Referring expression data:
++++

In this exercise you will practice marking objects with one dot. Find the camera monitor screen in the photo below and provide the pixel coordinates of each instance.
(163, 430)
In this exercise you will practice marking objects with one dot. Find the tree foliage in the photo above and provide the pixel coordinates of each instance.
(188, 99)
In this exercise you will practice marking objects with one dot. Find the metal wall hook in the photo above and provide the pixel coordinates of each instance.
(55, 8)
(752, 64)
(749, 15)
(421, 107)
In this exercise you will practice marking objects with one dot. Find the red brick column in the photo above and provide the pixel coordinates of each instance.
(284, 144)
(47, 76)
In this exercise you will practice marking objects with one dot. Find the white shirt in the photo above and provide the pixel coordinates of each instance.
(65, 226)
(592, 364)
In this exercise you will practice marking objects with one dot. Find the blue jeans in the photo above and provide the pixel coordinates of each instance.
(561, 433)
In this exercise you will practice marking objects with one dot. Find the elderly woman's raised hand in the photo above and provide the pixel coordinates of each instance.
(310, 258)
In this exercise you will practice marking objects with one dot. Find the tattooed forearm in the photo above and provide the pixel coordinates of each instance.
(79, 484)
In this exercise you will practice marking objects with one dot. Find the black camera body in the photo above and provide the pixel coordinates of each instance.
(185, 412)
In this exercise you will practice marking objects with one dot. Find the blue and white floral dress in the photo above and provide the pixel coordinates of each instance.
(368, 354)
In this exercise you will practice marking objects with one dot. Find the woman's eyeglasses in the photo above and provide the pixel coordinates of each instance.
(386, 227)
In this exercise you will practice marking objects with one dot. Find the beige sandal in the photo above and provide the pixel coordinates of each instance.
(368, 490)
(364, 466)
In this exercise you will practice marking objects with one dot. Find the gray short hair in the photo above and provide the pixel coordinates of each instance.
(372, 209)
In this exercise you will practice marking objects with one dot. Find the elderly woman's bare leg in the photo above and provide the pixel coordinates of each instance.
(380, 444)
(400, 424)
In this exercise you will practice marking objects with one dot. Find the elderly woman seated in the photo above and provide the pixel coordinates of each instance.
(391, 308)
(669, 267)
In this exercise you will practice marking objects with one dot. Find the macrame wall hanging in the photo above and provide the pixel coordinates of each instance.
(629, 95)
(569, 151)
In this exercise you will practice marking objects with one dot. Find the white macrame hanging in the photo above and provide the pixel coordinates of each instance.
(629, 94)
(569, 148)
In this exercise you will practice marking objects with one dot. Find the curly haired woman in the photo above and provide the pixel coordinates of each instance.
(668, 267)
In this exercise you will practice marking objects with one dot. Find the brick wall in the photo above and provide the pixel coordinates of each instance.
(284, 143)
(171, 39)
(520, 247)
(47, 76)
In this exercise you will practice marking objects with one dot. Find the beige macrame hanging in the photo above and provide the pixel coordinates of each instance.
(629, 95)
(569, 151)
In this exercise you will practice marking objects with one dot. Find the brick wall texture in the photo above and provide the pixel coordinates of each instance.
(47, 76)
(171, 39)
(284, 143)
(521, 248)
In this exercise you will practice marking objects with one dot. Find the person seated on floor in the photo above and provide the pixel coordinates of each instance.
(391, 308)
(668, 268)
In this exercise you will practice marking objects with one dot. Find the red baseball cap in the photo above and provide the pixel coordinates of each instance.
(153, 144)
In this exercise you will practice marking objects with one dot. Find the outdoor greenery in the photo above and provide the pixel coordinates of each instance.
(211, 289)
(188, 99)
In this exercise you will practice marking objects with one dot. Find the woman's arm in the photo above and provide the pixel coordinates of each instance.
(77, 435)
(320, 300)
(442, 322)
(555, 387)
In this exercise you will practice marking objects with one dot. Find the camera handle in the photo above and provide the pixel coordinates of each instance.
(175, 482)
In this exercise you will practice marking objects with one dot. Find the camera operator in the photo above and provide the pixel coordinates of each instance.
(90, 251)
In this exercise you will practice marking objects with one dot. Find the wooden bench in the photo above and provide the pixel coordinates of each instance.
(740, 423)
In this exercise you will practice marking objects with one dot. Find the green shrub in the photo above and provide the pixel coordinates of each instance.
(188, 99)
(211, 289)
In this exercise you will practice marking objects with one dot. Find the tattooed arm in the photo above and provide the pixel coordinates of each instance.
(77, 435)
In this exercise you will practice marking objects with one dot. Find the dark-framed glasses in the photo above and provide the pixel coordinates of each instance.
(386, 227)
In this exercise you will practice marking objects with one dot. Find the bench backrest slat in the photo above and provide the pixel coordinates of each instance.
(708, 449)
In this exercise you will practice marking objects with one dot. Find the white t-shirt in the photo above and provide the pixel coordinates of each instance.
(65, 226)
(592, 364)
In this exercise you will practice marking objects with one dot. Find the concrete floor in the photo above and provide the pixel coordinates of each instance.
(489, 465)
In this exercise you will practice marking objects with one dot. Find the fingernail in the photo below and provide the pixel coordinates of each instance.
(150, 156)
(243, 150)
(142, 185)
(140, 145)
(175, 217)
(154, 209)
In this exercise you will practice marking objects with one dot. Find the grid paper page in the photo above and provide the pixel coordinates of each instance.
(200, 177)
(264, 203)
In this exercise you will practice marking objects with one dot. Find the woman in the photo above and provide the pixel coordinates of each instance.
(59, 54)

++++

REQUIREMENT: Word for word, set down all the lines above.

WRITTEN ANSWER:
In this exercise you will practice marking objects with one dot. Find the camera monitor screen in the photo below and provide the pixel coordinates of each instance.
(163, 430)
In this exercise you will practice marking objects with one dot. Find the tree foliage in the photo above and provide the pixel coordinates of each instance.
(188, 99)
In this exercise you will practice marking objects with one dot. Find the metal wall hook in the photo above and provide the pixel coordinates of each instance.
(55, 8)
(752, 64)
(749, 15)
(421, 107)
In this exercise you will practice marking objects with one dot. Find the red brick column in the photo above and provide the pixel coordinates of each instance.
(284, 144)
(47, 76)
In this exercise you will practice marking objects with one dot. Find the white shirt in the photo above and provide the pixel coordinates of each instance.
(65, 226)
(592, 364)
In this exercise you will practice marking objects with one dot. Find the blue jeans in the photo above and provide the pixel coordinates of each instance.
(561, 433)
In this exercise you will practice marking objects with one dot. Find the elderly woman's raised hand in the photo above and provide the pixel coordinates of each instance.
(310, 258)
In this exercise you will practice marking objects with one dot. Find the tattooed forearm in the photo above and provide the pixel coordinates of each instance.
(79, 484)
In this exercise you will practice marking objects with one dot. Find the black camera body in the photo above and provide the pixel coordinates of each instance.
(185, 412)
In this exercise you will practice marking objects with one dot. Find the blue and white floral dress in the photo above and provide the pixel coordinates of each instance.
(368, 354)
In this exercise you will practice marking objects with one dot. Find the woman's eyeglasses in the photo above and provide the pixel coordinates of each instance.
(386, 227)
In this exercise you will practice marking objects with one dot. Find the beige sandal in the photo above and provide the pixel coordinates of each instance.
(368, 490)
(364, 466)
In this exercise you will practice marking objects with one dot. Find the gray short hair in the photo above and provide the pixel coordinates of each instance.
(372, 209)
In this exercise you will practice marking objects with one dot. Find the elderly woman's bare leg in the photo above and provide the pixel coordinates of each instance.
(380, 444)
(400, 424)
In this exercise you will practice marking objects with one dot. Find the elderly woman seated in the photo above and provide the pixel coordinates of each instance.
(391, 308)
(669, 267)
In this exercise you will practice marking objects with one dot. Find the macrame wall hanging in the photo above and provide the pixel coordinates of each instance.
(629, 95)
(569, 151)
In this exercise you will practice marking objects with one dot. Find the white macrame hanging in the photo above and provide the pixel coordinates of each instance.
(629, 94)
(569, 148)
In this exercise you will practice marking objects with one dot. Find the curly haired woman in the photo above and provide the pixel coordinates of each instance.
(668, 267)
In this exercise you will practice marking objects with one dot. Find the brick wall in the photo above and provide the pixel coordinates of each instance.
(284, 143)
(171, 39)
(520, 247)
(47, 76)
In this exercise you will practice marking objects with one dot. Find the beige macrame hanging in the photo above and provide the pixel coordinates of each instance.
(629, 95)
(569, 151)
In this exercise you will practice marking objects with one dot. Find the brick wall texture in the photo above and provide the pixel coordinates of each instance.
(47, 76)
(171, 39)
(284, 143)
(521, 248)
In this exercise you will practice marking objects with one dot. Find the person seated on floor in the photo above and provide the pixel coordinates of each instance.
(391, 308)
(668, 268)
In this exercise you will practice marking objects with one dot. Find the red baseball cap in the photo above and provide the pixel coordinates of each instance.
(153, 144)
In this exercise you will practice marking objects with one dot. Find the outdoor greenery in the photo above and provide the pixel coordinates of each instance.
(211, 289)
(188, 99)
In this exercise you will practice marking objects with one dot. Find the woman's arm in the photo above and provide the pixel coordinates of each instance.
(77, 435)
(320, 300)
(442, 322)
(555, 387)
In this exercise you will practice marking objects with one dot. Find the camera handle in the photo above and provide the pixel coordinates of each instance.
(175, 482)
In this exercise you will practice marking objects with one dot. Find the camera operator in the photo above and provide the pixel coordinates of each instance.
(90, 251)
In this exercise you will practice marking objects with one dot. Find the wooden bench in the photo above and provide the pixel coordinates of each instance.
(740, 423)
In this exercise you will practice marking objects with one dot. Find the green shrub in the photo above and provide the pixel coordinates of each instance.
(188, 99)
(211, 289)
In this exercise you will practice marking objects with one dot. Find the tattooed arm in the photo above and provide the pixel coordinates of each instance.
(77, 435)
In this exercise you will practice marking objects with one dot. Find the dark-framed glasses in the photo above and provide the pixel coordinates of each instance.
(386, 227)
In this exercise you will practice marking objects with one dot. Find the bench backrest slat in the photo above and provide the pixel coordinates of each instance.
(708, 449)
In this exercise you will practice marking objects with one dot. Find the white t-shirt in the photo above and provide the pixel coordinates of each instance.
(65, 226)
(592, 364)
In this exercise you will practice marking objects with one dot. Find the concrete floor in the photo above and provide the pixel coordinates of each instance.
(489, 465)
In this exercise you will practice marking objects with one dot. Find the fingernail in the photo below and provide the pixel coordinates of each instance.
(150, 156)
(243, 150)
(142, 185)
(140, 145)
(175, 217)
(154, 209)
In this exercise you will practice marking objects with one dot. Find the grid paper page in the photo above and provide the pixel coordinates of each instance.
(200, 177)
(264, 203)
In this exercise you will practice marking objects with one dot. Find the woman in the photo above and provide the pixel coordinates of each instance.
(59, 54)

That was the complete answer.